[Exercise aim] Report every line of the material that contains the word "scarf", treating uppercase and lowercase as different.

======== Records shown

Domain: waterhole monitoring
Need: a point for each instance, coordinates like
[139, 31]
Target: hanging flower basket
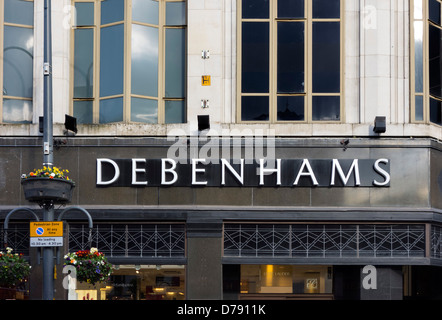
[91, 266]
[48, 185]
[14, 270]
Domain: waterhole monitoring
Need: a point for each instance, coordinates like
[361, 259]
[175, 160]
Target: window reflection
[17, 111]
[112, 11]
[20, 12]
[175, 63]
[145, 11]
[112, 60]
[144, 110]
[144, 71]
[18, 61]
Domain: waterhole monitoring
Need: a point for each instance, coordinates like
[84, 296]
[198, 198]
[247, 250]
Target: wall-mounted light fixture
[70, 123]
[203, 122]
[380, 125]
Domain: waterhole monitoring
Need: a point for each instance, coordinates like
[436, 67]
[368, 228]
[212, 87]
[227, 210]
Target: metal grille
[130, 240]
[436, 242]
[17, 237]
[322, 240]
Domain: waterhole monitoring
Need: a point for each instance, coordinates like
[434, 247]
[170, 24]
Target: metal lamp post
[48, 157]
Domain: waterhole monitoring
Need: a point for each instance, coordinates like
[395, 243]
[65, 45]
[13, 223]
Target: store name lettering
[166, 172]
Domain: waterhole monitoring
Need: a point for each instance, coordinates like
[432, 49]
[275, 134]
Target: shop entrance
[286, 282]
[138, 282]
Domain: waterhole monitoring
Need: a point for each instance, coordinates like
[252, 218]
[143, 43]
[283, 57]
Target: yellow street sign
[205, 80]
[46, 229]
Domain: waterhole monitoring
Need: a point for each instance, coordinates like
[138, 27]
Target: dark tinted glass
[255, 108]
[83, 111]
[85, 13]
[21, 12]
[111, 110]
[435, 38]
[291, 9]
[419, 108]
[290, 57]
[326, 108]
[255, 57]
[18, 61]
[434, 11]
[326, 57]
[112, 11]
[435, 111]
[111, 60]
[83, 63]
[326, 8]
[255, 9]
[290, 108]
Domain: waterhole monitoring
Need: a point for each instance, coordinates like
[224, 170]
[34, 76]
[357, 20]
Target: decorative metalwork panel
[436, 242]
[323, 241]
[17, 237]
[130, 240]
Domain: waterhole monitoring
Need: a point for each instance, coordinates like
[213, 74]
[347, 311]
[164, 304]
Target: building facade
[235, 149]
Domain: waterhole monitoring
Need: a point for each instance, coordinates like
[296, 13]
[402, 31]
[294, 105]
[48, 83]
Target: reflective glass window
[112, 60]
[291, 57]
[111, 110]
[435, 111]
[434, 11]
[112, 11]
[418, 56]
[326, 9]
[419, 108]
[144, 110]
[435, 39]
[291, 9]
[175, 13]
[326, 108]
[175, 111]
[83, 111]
[84, 13]
[17, 111]
[175, 63]
[254, 108]
[144, 72]
[326, 57]
[145, 11]
[84, 63]
[19, 11]
[253, 9]
[255, 57]
[291, 108]
[18, 61]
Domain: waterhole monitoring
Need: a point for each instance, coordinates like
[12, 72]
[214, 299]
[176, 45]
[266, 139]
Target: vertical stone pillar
[381, 283]
[204, 267]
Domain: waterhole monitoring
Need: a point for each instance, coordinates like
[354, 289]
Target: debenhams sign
[138, 172]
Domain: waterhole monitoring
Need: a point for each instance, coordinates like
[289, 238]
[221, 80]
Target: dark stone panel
[436, 179]
[223, 196]
[281, 196]
[176, 196]
[389, 284]
[10, 188]
[204, 269]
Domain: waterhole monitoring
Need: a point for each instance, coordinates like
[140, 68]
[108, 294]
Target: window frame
[2, 38]
[273, 63]
[127, 94]
[425, 94]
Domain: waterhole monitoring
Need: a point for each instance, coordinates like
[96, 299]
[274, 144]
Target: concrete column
[381, 283]
[204, 268]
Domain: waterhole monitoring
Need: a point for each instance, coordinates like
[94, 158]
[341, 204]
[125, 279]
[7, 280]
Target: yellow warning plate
[46, 229]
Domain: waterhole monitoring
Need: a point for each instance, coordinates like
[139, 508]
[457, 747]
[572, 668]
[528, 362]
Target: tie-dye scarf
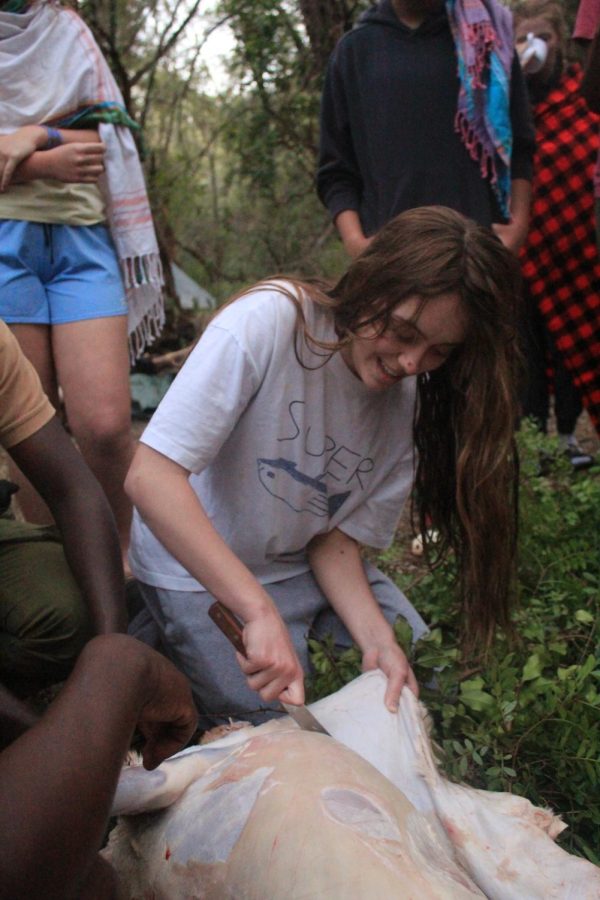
[483, 35]
[82, 92]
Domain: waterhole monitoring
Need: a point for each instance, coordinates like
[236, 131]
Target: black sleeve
[339, 184]
[522, 125]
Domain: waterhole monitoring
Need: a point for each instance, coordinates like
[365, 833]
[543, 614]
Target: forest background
[231, 177]
[231, 171]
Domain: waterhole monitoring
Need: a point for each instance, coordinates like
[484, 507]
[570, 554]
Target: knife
[232, 628]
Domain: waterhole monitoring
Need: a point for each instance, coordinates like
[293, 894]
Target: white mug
[533, 55]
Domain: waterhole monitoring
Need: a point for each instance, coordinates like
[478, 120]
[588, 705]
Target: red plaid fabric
[560, 261]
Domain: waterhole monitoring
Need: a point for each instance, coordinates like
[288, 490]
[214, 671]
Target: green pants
[43, 619]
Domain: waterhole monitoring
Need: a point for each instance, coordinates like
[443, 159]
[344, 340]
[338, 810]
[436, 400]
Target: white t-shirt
[278, 453]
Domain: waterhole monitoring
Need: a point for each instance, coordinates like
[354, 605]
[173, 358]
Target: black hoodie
[388, 138]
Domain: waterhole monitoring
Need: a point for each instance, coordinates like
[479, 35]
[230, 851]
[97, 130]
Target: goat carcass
[275, 813]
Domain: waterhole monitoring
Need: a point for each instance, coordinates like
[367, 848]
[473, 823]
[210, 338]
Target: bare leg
[92, 366]
[35, 343]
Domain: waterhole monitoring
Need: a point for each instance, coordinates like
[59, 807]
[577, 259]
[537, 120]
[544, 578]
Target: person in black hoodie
[426, 106]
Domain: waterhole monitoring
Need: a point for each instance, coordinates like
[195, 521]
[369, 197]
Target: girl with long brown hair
[294, 434]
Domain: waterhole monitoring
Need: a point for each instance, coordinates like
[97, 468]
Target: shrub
[527, 718]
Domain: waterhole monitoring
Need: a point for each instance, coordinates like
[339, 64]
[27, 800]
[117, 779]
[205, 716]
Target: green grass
[527, 718]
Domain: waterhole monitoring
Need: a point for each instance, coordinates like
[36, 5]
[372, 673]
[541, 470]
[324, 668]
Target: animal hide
[275, 813]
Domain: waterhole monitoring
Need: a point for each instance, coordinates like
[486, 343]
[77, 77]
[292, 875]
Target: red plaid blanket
[560, 261]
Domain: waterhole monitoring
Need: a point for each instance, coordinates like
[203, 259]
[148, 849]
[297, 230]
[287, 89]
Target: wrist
[53, 138]
[38, 135]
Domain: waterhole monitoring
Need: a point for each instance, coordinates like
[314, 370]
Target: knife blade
[232, 628]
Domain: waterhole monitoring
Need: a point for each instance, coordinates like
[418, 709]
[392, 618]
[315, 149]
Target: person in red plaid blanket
[560, 261]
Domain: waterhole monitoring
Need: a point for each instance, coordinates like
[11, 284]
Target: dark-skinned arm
[57, 781]
[15, 718]
[82, 514]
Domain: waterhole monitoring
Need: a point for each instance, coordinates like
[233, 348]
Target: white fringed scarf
[51, 66]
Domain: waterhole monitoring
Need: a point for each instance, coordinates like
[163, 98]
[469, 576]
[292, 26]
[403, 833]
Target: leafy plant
[525, 719]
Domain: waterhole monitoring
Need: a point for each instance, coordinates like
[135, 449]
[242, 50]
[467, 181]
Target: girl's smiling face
[420, 337]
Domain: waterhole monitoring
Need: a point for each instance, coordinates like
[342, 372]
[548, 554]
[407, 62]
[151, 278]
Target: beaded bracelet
[54, 138]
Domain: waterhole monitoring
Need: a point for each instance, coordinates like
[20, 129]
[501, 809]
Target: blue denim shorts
[52, 274]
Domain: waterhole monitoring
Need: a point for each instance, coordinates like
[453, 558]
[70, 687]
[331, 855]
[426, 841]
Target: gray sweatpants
[194, 643]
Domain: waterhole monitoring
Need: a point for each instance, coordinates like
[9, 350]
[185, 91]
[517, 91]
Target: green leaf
[532, 668]
[477, 700]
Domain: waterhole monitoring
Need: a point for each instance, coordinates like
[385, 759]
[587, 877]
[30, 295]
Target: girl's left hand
[391, 659]
[16, 147]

================

[Completed task]
Target: tie-dye scarf
Target: white fringed scarf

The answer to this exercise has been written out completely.